Guest Post – Are we prepared to just stand by? – Coal mining in China

It’s early morning, the sun is shining through  kitchen windows, aroma of coffee wafts pleasantly as toddlers squirm and squeal at your feet. The husband is off busying himself for the office, life could not be better.

On the other side of the world, in a village in China, another person is preparing for his day at work. He, too, has a wife who stands in a small area where the cooking is done, also, a happy toddler wriggles and squeals on the floor. But this man will not be going to an office. He will head off to a different type of job for twelve hours, probably for his sixth day in a row.

That job is back-breaking, dirty and pays very, very little. But, it is a job. It keeps the family from destitution. He is  a proud man, this Chinese man, a loving man with a proud and loving wife in spite of their straitened circumstance.

At the end of the day, however, for one of these families their world will have changed, irrevocably, because one of these men is a coal miner, and, he will not be coming home.

A miner and his family pose for a photo at Xinyu Coal Mining Company in Jiexiu city, North China's Shanxi province, June 16, 2011 (China Daily)

▸ **ENTRIES SUPPLIED**:
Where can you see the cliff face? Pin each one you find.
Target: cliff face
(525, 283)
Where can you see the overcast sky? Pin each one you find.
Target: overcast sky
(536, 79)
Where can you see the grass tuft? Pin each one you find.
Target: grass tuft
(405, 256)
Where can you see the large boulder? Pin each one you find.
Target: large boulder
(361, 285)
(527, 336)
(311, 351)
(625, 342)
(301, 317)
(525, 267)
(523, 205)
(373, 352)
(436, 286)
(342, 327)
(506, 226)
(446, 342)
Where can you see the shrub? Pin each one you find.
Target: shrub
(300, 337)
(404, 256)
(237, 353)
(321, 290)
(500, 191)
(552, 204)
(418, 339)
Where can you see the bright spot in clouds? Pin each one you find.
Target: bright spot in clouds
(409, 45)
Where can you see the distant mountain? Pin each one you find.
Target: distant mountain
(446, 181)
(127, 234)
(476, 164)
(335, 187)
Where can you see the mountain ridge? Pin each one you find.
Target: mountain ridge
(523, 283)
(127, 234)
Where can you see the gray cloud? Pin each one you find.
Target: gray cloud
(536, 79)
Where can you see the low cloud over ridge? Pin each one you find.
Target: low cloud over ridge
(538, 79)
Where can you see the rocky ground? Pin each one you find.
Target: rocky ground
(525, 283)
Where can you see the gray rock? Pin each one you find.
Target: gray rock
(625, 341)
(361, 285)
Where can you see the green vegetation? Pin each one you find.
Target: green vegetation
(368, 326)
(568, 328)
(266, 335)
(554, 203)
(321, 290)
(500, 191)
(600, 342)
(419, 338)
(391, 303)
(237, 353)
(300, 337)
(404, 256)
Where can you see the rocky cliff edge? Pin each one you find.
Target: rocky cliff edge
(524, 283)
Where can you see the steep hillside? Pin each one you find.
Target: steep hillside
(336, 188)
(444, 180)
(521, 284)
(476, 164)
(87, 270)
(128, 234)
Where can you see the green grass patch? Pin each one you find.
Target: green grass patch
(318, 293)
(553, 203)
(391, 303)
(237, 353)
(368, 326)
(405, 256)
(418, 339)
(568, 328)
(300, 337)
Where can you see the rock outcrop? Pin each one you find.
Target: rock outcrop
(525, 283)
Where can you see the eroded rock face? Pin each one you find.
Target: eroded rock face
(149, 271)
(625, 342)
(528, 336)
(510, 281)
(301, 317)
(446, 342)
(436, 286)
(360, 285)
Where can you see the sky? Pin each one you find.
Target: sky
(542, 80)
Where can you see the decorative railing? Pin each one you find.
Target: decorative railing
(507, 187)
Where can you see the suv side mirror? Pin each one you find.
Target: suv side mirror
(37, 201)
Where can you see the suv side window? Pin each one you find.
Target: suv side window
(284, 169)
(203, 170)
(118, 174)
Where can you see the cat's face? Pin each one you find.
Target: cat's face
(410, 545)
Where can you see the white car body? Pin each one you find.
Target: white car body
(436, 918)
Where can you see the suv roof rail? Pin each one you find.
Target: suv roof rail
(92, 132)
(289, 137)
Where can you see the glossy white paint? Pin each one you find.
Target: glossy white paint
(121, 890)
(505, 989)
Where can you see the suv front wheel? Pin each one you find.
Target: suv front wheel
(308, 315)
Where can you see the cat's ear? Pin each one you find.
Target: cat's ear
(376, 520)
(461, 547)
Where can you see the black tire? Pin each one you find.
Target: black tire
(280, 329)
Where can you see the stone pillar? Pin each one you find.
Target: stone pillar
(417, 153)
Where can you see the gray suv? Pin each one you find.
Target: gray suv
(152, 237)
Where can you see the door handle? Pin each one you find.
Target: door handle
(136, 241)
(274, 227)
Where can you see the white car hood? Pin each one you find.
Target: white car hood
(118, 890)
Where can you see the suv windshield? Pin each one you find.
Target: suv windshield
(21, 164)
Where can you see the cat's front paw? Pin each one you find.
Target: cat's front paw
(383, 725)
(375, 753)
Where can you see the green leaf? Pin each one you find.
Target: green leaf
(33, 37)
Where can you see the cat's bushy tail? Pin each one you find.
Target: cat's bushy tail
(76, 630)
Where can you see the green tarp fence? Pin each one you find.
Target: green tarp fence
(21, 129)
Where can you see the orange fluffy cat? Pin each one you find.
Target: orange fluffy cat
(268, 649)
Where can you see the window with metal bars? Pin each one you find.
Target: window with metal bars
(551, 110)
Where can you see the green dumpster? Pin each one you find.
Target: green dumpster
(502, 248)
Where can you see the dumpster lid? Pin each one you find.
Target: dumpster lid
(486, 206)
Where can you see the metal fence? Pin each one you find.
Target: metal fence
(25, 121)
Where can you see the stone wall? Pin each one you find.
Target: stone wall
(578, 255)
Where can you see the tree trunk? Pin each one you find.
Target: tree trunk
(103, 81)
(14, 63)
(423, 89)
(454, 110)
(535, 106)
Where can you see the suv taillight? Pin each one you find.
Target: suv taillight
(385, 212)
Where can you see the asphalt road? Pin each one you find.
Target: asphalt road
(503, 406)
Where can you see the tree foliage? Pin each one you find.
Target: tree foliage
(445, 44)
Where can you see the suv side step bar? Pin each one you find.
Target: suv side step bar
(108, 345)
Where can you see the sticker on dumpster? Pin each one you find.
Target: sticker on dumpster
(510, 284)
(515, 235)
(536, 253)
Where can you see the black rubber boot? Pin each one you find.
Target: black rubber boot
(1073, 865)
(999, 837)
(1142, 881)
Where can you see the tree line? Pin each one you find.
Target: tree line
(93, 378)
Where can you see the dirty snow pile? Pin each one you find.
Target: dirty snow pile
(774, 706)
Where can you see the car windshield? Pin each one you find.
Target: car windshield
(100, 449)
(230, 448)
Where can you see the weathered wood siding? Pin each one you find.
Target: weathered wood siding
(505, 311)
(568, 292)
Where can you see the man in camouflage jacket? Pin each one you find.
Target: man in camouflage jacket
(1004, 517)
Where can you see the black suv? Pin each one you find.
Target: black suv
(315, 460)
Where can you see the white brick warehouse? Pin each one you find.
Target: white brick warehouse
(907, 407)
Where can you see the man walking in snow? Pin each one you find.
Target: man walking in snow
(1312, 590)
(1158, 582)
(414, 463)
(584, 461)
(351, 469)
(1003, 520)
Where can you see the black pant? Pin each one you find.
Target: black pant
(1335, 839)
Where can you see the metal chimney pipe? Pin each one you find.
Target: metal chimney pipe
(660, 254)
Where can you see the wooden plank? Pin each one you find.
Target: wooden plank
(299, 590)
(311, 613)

▸ **WHAT THIS TASK INVOLVES**: Reproduce verbatim the passage of the coal mining guest post above, from "That job is" up to and including "be coming home.".

▸ **SOLUTION FOR THIS PROBLEM**:
That job is back-breaking, dirty and pays very, very little. But, it is a job. It keeps the family from destitution. He is  a proud man, this Chinese man, a loving man with a proud and loving wife in spite of their straitened circumstance.

At the end of the day, however, for one of these families their world will have changed, irrevocably, because one of these men is a coal miner, and, he will not be coming home.